## [Data rows]
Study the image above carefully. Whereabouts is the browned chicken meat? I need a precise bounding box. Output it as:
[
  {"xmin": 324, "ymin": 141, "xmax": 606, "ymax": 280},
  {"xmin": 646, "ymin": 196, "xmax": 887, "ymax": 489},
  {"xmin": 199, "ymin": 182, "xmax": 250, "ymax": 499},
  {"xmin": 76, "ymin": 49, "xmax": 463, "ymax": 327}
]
---
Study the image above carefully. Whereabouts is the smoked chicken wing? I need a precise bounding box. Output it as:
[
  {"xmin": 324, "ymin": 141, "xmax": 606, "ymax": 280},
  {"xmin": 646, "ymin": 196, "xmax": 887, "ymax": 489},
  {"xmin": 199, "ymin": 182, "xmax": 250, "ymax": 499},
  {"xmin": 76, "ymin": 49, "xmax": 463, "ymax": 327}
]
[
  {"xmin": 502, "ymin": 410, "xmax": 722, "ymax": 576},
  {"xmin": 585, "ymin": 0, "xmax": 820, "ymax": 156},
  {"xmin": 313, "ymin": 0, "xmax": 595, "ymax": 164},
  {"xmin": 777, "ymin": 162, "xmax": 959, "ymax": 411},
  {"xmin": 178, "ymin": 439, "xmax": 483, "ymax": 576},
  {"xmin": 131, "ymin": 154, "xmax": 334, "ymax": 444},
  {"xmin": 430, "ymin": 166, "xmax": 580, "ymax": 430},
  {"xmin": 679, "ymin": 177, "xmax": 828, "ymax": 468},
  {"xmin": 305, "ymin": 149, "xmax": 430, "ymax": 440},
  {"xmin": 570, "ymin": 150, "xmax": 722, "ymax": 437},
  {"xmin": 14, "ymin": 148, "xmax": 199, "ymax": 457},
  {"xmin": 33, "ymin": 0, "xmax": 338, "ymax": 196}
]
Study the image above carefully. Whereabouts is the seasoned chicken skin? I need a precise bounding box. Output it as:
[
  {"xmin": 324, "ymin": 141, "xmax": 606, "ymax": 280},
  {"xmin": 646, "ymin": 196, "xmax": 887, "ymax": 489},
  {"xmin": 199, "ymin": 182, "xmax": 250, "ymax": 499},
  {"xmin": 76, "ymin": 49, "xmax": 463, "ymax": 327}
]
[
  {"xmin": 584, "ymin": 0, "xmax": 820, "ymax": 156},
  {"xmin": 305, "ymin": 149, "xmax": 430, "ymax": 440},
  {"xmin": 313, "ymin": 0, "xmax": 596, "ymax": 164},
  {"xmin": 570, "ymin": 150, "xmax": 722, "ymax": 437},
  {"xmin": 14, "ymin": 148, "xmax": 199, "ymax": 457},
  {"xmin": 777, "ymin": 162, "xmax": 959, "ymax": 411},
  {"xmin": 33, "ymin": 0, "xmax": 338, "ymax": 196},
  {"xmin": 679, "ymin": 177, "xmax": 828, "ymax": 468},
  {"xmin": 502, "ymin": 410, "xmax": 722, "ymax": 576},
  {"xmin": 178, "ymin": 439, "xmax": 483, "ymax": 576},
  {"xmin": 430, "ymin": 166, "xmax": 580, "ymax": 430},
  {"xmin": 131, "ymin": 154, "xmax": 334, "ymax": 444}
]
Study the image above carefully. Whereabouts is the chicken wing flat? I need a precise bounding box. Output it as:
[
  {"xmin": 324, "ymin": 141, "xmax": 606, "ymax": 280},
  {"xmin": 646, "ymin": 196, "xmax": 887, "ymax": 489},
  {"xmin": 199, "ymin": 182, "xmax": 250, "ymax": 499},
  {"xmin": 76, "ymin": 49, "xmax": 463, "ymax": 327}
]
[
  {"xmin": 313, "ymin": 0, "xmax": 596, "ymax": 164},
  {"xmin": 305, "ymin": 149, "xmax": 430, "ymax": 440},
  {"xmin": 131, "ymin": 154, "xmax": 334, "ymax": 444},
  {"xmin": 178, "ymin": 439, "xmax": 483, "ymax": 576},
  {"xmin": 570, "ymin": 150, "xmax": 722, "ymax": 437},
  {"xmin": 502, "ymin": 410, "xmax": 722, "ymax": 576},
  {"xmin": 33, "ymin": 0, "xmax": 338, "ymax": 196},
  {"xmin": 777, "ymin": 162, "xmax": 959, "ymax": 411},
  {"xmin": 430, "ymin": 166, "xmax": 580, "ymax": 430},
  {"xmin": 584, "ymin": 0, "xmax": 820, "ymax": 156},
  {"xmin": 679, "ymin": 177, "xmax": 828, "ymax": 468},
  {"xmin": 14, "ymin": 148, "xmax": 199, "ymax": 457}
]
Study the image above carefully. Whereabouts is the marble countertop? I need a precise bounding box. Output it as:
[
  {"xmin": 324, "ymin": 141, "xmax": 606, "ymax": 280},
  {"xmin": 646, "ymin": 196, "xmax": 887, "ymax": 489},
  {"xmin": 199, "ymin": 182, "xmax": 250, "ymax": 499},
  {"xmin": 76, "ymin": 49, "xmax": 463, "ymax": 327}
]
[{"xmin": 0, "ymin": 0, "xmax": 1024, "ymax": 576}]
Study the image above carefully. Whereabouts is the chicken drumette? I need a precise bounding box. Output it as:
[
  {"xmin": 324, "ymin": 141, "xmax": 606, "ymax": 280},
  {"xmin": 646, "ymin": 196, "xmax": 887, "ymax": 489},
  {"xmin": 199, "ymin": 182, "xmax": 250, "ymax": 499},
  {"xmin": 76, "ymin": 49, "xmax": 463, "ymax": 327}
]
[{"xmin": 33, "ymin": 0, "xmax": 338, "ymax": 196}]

## [Exercise objective]
Collect every line of the data above that contains the word "image", copying each one unchanged.

## [Result of the task]
Study the image above carefully. Whereabouts is the browned chicken meat? I need a precise bounding box. Output it as:
Study the image above carefully. Whereabouts is the smoked chicken wing? I need a precise bounding box. Output it as:
Study the image above carefully. Whereabouts is the seasoned chicken skin? I need a precise bounding box. Output it as:
Study the image above carefully. Whereabouts is the chicken wing flat? I need a precise bounding box. Output it as:
Study the image above carefully. Whereabouts is the marble countertop? I need a precise bounding box. Output it as:
Study the image above carefully. Whereabouts is the chicken drumette? I need a precise bounding box. Output it as:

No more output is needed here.